Items from a dataset:
━━━

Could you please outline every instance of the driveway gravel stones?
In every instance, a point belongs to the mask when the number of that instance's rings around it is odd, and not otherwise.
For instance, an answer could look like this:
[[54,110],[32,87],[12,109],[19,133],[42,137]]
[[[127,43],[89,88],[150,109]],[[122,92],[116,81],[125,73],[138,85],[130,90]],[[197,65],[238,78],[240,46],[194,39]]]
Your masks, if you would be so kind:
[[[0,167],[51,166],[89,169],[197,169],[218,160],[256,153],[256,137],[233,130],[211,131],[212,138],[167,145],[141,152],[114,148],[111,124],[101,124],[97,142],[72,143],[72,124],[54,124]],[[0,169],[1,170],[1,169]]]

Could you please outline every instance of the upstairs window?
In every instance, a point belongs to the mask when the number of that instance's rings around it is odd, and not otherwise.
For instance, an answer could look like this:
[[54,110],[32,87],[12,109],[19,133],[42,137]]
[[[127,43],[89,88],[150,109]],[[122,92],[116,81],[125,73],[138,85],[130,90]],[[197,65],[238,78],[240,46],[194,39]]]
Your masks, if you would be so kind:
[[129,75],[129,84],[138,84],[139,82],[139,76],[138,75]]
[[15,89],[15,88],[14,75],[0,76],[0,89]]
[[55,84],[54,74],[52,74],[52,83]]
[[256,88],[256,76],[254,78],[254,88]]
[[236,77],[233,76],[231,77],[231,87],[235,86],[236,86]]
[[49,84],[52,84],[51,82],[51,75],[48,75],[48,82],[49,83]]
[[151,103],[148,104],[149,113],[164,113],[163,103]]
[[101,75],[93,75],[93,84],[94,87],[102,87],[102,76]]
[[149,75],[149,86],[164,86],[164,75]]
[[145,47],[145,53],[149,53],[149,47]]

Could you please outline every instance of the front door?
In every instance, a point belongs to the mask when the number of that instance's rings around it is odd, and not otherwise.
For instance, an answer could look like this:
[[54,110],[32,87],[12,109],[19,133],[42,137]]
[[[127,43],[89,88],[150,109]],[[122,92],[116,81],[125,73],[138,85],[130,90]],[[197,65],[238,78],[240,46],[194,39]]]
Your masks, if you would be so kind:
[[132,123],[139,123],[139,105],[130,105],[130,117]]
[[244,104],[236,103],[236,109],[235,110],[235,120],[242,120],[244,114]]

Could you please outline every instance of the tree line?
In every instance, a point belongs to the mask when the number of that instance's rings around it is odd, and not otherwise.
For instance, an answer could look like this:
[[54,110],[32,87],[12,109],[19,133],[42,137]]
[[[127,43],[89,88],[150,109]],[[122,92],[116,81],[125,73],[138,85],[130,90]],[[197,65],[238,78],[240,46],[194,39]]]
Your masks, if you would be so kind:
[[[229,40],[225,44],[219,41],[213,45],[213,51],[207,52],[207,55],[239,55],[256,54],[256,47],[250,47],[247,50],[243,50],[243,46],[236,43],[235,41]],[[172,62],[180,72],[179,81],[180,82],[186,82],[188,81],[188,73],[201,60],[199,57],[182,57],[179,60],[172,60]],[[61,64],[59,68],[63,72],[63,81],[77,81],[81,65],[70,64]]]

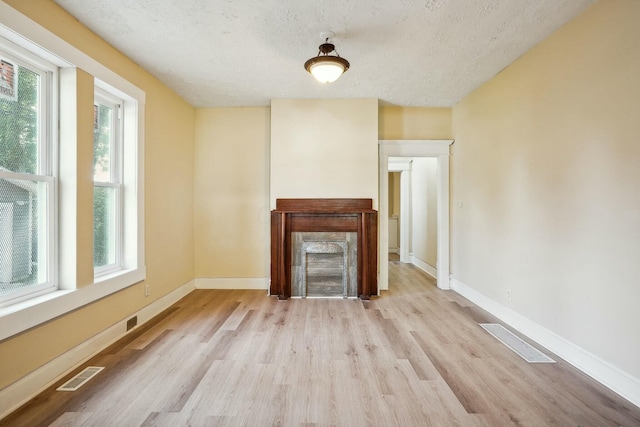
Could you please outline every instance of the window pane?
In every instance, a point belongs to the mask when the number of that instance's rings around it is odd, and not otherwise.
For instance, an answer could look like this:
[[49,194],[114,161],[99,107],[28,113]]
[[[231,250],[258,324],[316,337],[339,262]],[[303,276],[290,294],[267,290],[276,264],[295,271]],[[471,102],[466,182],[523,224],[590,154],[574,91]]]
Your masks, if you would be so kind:
[[103,267],[116,262],[116,189],[93,190],[93,265]]
[[39,74],[0,57],[0,168],[4,170],[38,173],[39,87]]
[[0,296],[47,282],[45,182],[0,178]]
[[112,115],[111,107],[93,106],[93,180],[98,182],[111,181]]

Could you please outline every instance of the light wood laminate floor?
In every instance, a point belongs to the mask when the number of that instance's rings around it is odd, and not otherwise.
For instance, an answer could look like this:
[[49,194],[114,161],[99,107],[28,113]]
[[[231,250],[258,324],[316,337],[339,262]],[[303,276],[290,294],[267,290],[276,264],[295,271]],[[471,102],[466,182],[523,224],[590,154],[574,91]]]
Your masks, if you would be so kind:
[[389,274],[371,301],[194,291],[89,361],[106,368],[78,391],[0,425],[640,426],[640,408],[546,350],[558,363],[526,363],[422,271]]

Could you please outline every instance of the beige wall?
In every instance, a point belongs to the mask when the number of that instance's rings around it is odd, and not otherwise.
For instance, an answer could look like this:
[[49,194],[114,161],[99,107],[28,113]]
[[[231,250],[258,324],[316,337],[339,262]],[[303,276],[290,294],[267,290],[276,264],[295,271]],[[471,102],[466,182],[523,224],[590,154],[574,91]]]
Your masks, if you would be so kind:
[[371,198],[378,206],[378,100],[271,101],[277,198]]
[[269,108],[196,113],[196,277],[269,277]]
[[436,268],[438,258],[437,179],[437,158],[413,158],[411,162],[410,250],[415,258],[433,268]]
[[380,107],[379,139],[451,139],[451,108]]
[[[0,388],[194,277],[194,109],[52,1],[9,0],[6,3],[146,92],[144,187],[147,280],[1,342]],[[84,84],[78,87],[81,91],[86,90]],[[78,99],[92,102],[93,95],[79,93]],[[82,131],[79,135],[85,133]],[[88,135],[91,137],[90,133]],[[92,142],[89,140],[85,144],[91,145]],[[82,159],[92,161],[91,156],[79,157],[80,162]],[[78,168],[84,170],[85,166],[78,165]],[[92,206],[83,199],[87,197],[85,193],[78,193],[79,207]],[[92,212],[84,214],[91,217]],[[83,212],[78,212],[78,215],[83,215]],[[79,245],[77,253],[92,252],[92,239],[81,235],[76,241]],[[150,286],[149,297],[144,296],[145,283]]]
[[453,276],[636,378],[638,17],[598,2],[466,97],[451,177]]

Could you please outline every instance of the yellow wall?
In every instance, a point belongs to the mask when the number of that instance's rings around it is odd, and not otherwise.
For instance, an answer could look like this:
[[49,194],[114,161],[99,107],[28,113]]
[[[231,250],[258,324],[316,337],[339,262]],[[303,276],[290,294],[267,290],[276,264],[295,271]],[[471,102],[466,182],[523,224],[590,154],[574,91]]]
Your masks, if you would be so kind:
[[436,268],[438,258],[438,159],[414,157],[411,162],[412,255]]
[[[1,342],[0,388],[12,384],[194,277],[194,108],[52,1],[8,0],[6,3],[146,92],[145,245],[146,283],[150,286],[151,294],[145,298],[144,283],[139,283]],[[85,86],[79,85],[80,88]],[[93,94],[79,93],[78,99],[92,100]],[[82,159],[92,161],[91,156],[79,157],[80,162]],[[78,167],[86,169],[85,166]],[[78,193],[78,206],[86,208],[92,205],[86,200],[91,196],[85,193]],[[78,213],[83,214],[91,217],[92,212]],[[79,236],[77,253],[92,253],[91,240],[86,235]],[[78,259],[83,258],[78,255]]]
[[451,176],[453,276],[636,378],[639,17],[597,2],[466,97]]
[[266,278],[270,110],[196,113],[196,277]]
[[277,198],[370,198],[378,206],[378,100],[271,101]]
[[379,139],[451,139],[451,108],[380,107]]

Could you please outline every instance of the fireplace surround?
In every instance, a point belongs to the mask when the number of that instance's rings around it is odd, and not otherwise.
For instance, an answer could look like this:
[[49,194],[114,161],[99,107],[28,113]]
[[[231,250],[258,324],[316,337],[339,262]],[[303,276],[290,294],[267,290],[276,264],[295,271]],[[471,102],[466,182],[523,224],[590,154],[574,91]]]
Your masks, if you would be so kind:
[[357,233],[357,296],[378,294],[378,213],[371,199],[277,199],[271,211],[271,295],[292,289],[292,233]]

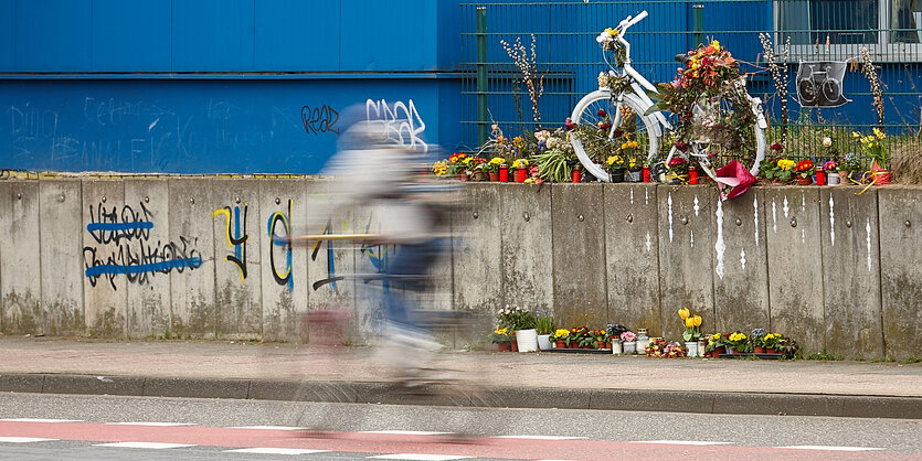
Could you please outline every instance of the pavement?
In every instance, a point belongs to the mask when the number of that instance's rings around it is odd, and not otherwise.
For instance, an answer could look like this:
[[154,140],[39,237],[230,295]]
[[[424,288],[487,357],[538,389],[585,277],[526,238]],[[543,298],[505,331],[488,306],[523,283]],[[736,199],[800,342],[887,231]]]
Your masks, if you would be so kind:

━━━

● **Requirements**: Duplicate the lines word for word, starting with the line that contains "Could you please outline every instance of the pavement?" and going on through the end of the lines.

● **Written reply**:
Could you please outline every instance of the pavement?
In every instance, a point belongs to the mask when the number of that instance's rings around it is odd, and not otherwise.
For instance, an answer could look like this:
[[154,140],[39,237],[230,295]]
[[[424,288],[487,357],[538,389],[585,277],[526,238]],[[543,298],[505,331],[488,306],[523,283]],[[736,199],[800,342],[887,231]]]
Your masks, if you would be so kind:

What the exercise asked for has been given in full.